[start Selected extract]

With the last vestige of colonialism thrown off only in the 1970s, it is not surprising that a reemergence of nationalism among many former European colonies, including those of the Arab World, also resurfaced in the period following World War II. With this new nationalism came the desire on the part of the former colonies to reclaim control of their natural resources. In 1960 several oil-producing nations joined together to form the Organization of Petroleum Exporting Countries (OPEC). Since OPEC included only oil producers and since roughly half of these nations were non-Arab, an additional Organization of Arab Oil Producing Countries was formed in 1968. Both OPEC and OAPEC helped coordinate pricing of petroleum exports.
It was during the 1970s, however, that the most significant shift in the control of oil took place. First Libya, and then Iraq and Algeria, nationalized their foreign oil companies. During the same decade, both Saudi Arabia and Kuwait purchased controlling interest of theirs. Before this shift in control, eight major companies based in the United States, Britain, and France controlled virtually all of the profits derived from the production of oil in the Arab World. Indeed, both Britain and the United States made more in taxes on oil from the Arab countries than the combined money made by all the Arab countries themselves.

[end Selected extract]

In the passage on Arab oil, translate this sentence into Spanish: "In 1960 several oil-producing nations joined together to form the Organization of Petroleum Exporting Countries (OPEC)." Work only from the passage on Arab oil.

[start Supplied records]

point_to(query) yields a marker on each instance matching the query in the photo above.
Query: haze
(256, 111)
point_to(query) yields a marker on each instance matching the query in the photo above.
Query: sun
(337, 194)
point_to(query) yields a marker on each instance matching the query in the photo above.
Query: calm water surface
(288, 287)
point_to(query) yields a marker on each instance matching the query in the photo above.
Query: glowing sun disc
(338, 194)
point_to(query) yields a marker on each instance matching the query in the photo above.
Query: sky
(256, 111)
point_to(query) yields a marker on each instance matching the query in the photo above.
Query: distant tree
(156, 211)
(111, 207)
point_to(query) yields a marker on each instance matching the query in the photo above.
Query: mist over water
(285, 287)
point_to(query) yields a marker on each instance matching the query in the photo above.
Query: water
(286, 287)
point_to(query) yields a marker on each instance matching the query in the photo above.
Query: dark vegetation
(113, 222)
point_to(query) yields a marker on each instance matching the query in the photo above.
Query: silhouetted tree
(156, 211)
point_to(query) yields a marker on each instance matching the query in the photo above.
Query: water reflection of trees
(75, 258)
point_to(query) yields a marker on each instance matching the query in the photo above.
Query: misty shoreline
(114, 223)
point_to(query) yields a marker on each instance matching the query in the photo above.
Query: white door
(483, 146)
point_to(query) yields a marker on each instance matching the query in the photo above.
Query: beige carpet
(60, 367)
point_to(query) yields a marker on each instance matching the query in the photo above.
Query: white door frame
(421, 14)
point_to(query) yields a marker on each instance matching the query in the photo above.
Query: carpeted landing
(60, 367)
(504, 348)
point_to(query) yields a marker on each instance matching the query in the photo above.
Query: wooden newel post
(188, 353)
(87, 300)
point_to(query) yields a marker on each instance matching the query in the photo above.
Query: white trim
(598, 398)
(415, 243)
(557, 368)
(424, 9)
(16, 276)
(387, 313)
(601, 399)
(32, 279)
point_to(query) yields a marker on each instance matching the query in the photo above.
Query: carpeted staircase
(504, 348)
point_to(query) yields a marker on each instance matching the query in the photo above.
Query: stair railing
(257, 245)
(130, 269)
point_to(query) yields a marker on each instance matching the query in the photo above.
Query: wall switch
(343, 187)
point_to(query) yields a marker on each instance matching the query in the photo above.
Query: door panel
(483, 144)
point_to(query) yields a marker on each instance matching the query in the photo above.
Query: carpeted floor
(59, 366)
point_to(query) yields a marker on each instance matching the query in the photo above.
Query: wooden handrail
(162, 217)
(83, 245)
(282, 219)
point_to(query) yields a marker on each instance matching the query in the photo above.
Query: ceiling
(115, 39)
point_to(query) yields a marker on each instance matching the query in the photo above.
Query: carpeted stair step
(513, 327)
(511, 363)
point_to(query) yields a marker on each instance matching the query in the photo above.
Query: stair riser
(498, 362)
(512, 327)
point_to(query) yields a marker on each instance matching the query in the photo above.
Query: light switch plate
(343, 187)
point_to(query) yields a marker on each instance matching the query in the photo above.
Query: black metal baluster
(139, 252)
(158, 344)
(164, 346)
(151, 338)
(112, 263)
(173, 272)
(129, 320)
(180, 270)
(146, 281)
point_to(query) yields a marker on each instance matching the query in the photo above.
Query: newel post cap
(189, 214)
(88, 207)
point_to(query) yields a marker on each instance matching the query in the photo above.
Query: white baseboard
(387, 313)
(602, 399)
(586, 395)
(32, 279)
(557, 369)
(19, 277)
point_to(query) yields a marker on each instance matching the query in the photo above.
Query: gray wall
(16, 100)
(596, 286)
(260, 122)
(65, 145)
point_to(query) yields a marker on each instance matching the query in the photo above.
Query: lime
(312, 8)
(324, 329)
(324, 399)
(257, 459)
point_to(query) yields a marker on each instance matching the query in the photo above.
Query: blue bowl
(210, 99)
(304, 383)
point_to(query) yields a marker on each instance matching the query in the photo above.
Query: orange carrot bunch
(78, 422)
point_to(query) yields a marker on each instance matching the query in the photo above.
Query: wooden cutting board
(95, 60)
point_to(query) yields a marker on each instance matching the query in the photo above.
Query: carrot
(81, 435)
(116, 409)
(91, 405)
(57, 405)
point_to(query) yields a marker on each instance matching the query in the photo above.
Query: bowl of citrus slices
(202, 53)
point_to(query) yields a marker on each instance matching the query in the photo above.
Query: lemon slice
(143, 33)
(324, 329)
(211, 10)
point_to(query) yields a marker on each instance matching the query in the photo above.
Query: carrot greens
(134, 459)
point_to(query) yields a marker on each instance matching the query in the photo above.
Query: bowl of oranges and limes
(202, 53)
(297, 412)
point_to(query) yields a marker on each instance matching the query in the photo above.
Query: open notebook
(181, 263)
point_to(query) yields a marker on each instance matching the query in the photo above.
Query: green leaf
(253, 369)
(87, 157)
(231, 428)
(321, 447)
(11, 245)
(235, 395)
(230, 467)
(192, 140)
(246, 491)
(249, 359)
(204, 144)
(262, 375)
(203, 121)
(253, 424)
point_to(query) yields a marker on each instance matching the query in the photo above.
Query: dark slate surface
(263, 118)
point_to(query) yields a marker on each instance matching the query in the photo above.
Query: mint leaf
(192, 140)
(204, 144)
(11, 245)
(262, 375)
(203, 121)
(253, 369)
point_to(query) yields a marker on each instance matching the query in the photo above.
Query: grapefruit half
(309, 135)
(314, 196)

[end Supplied records]

### Solution below
En 1960, varias naciones productoras de petróleo se unieron para formar la Organización de Países Exportadores de Petróleo (OPEP).